* **Aim of the exercise**: Write out the lines below word for word, beginning at the line that contains "Each instance gets a single point. Label the countertop" and continuing through the last line. Leave the pictures out of your answer.

Pointing dataset lines

+--

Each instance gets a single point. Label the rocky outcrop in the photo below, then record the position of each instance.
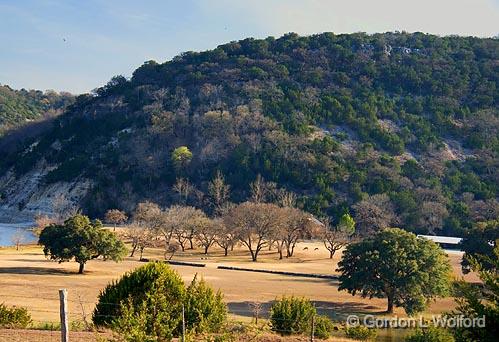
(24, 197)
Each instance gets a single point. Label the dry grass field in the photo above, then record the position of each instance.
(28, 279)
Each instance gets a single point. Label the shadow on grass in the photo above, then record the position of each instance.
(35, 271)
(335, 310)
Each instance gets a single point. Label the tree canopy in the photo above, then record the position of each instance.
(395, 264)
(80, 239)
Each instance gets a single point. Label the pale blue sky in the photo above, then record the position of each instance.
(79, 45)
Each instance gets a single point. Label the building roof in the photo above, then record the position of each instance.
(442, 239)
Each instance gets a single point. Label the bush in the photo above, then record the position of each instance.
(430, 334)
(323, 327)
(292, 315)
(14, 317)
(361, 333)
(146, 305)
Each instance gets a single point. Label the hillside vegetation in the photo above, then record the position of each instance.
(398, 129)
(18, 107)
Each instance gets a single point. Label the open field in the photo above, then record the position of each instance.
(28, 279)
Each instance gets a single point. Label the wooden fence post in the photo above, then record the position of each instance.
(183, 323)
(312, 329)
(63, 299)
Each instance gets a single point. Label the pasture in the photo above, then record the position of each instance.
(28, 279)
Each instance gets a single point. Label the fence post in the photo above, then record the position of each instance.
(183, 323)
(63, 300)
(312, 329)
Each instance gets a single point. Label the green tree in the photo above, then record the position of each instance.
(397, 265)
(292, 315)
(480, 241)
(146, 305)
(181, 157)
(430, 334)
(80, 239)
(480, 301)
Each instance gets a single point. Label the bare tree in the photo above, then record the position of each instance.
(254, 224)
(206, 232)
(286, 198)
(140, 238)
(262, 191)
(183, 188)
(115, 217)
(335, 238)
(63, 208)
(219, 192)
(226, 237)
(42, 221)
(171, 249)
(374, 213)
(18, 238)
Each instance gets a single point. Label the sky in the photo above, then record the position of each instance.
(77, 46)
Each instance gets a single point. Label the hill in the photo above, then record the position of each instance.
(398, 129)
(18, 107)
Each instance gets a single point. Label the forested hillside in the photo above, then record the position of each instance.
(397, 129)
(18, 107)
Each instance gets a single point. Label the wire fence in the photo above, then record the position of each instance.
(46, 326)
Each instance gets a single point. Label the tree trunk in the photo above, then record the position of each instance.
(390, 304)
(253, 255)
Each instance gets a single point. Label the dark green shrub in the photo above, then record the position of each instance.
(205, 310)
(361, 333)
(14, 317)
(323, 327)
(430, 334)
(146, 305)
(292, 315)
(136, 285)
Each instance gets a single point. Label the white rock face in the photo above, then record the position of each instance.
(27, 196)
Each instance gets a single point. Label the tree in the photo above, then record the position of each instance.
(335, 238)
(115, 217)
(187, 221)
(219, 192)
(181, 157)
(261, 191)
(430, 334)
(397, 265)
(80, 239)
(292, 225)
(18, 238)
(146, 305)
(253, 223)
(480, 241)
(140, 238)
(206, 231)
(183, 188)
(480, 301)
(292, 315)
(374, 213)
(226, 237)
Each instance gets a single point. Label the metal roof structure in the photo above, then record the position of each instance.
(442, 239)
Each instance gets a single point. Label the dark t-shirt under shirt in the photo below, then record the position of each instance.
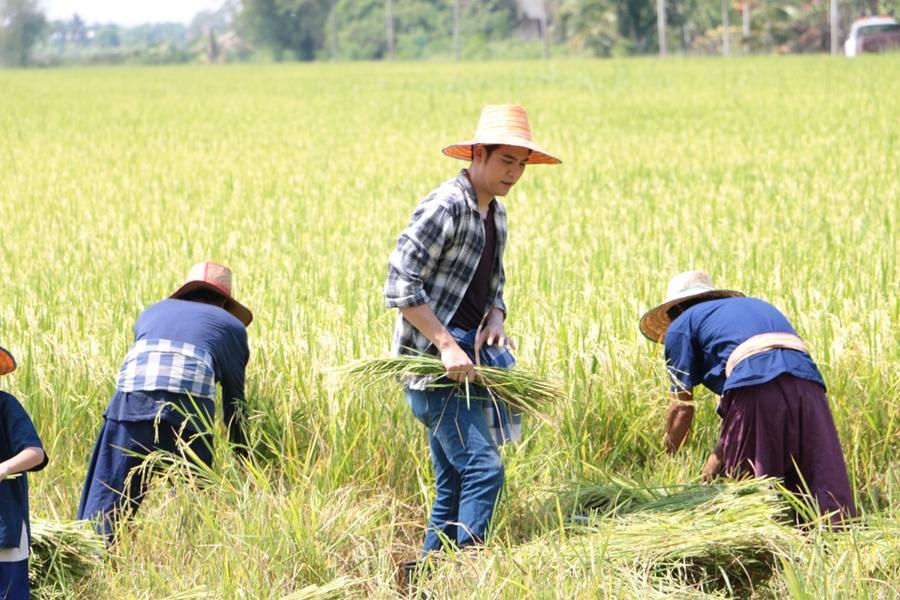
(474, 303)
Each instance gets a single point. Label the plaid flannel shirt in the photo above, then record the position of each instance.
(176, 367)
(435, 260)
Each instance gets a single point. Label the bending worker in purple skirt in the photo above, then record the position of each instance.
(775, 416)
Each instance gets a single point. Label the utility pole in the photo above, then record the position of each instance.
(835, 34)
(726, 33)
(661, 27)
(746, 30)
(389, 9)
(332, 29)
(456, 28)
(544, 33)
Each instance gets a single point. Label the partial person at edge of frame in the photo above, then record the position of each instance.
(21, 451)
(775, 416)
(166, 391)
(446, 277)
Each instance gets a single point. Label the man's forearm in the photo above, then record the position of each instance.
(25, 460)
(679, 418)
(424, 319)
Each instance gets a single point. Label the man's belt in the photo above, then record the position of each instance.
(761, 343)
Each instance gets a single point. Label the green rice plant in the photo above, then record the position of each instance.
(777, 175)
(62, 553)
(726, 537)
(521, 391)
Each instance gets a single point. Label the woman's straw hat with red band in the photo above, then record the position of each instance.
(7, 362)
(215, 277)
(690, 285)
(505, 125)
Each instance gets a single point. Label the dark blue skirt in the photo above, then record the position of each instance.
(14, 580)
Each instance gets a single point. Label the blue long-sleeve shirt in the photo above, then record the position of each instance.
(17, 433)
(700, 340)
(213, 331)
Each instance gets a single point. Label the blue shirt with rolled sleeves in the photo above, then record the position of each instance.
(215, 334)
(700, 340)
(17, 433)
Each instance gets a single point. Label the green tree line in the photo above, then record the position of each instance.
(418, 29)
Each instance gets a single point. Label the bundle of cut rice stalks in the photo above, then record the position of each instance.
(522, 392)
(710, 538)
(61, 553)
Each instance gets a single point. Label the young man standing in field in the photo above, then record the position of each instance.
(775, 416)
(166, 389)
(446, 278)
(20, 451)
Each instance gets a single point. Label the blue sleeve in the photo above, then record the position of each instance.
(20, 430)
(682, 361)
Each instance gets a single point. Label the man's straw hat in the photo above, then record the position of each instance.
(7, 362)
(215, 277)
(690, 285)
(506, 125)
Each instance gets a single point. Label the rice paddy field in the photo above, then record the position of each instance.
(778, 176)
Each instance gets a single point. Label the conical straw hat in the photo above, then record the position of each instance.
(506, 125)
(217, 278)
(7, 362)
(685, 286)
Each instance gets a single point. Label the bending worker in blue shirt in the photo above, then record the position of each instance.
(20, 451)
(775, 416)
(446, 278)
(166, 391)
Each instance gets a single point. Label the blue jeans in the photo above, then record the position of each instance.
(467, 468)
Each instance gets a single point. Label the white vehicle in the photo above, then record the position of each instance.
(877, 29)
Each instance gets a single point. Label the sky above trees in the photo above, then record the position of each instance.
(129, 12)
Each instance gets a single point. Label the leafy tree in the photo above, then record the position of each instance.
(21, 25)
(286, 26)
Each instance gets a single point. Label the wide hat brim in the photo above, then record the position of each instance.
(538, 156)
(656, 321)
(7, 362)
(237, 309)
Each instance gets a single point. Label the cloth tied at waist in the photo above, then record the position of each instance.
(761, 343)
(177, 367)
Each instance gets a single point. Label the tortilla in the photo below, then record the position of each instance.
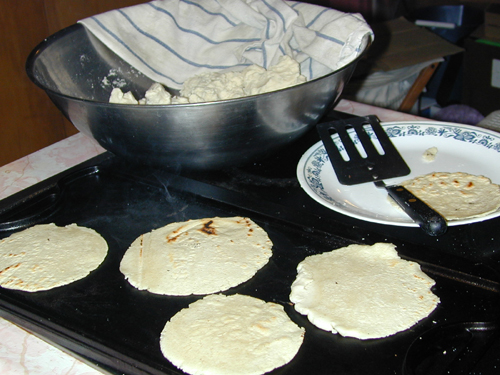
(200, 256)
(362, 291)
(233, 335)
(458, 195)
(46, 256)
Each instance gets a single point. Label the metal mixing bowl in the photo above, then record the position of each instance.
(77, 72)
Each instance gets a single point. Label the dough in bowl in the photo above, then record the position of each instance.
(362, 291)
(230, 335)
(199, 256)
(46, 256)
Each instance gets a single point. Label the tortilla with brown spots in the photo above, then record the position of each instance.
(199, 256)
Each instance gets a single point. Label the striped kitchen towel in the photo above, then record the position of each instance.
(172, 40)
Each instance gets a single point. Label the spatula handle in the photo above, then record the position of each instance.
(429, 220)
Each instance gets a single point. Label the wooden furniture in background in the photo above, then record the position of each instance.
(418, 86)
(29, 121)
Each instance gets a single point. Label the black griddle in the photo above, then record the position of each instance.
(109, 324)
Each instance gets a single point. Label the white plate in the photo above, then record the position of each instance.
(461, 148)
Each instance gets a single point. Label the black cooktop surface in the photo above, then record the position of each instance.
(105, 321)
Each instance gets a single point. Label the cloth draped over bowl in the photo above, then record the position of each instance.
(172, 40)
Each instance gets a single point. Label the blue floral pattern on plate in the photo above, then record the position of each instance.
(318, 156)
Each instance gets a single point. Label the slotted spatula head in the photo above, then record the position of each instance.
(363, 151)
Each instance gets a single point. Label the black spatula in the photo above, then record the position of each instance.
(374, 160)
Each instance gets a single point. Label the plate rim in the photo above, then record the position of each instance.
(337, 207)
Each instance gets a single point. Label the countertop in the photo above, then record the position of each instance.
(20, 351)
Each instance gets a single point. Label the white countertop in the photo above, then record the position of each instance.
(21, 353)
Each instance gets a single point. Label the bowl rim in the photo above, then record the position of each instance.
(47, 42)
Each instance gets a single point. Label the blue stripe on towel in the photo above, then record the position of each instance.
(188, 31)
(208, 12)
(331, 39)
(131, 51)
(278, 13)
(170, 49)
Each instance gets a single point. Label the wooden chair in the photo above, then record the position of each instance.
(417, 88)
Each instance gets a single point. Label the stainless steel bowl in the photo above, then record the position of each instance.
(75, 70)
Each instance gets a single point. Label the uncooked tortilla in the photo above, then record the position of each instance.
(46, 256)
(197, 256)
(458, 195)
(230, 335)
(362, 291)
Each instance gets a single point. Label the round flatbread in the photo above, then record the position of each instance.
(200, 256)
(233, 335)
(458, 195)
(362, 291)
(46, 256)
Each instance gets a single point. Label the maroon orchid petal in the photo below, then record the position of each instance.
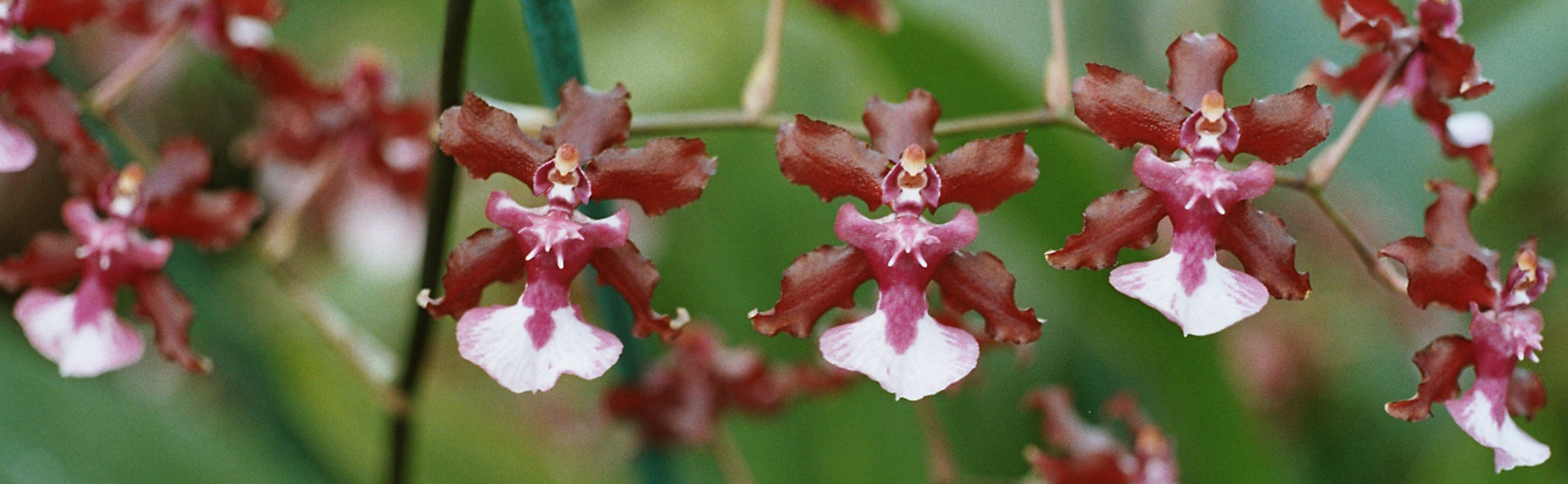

+--

* **Response for this exercise**:
Each instance gets a single point. Label the countertop in the photo above, then record the position of each instance.
(20, 351)
Each instance gets a single point. Label the white countertop in the photo above, then record the position of each instance.
(21, 353)
Each instance gets a single point. Label the bowl rim in the photo above, then record the position of each instance.
(47, 42)
Each instance gets a single point. Label the blue stripe on towel in the photo above, then record the position of each instance.
(188, 31)
(208, 12)
(331, 39)
(131, 51)
(278, 13)
(170, 49)
Each instance gets a single point. Label the wooden chair in the photo above, then record the position of each instance.
(417, 88)
Each instance gets a single point. Label the stainless steel bowl in the photo above, then record the position of each instance.
(75, 70)
Each instance gets a single point. Label the uncooked tortilla in the photo above, then record the position of each instance.
(46, 256)
(197, 256)
(458, 195)
(230, 335)
(362, 291)
Each instance gets a single point. Label the round flatbread in the photo above, then record the position of each instance.
(200, 256)
(233, 335)
(458, 195)
(362, 291)
(46, 256)
Each instance gets a single point. Label the maroon orchid petal in the photo below, then record the position of each instance.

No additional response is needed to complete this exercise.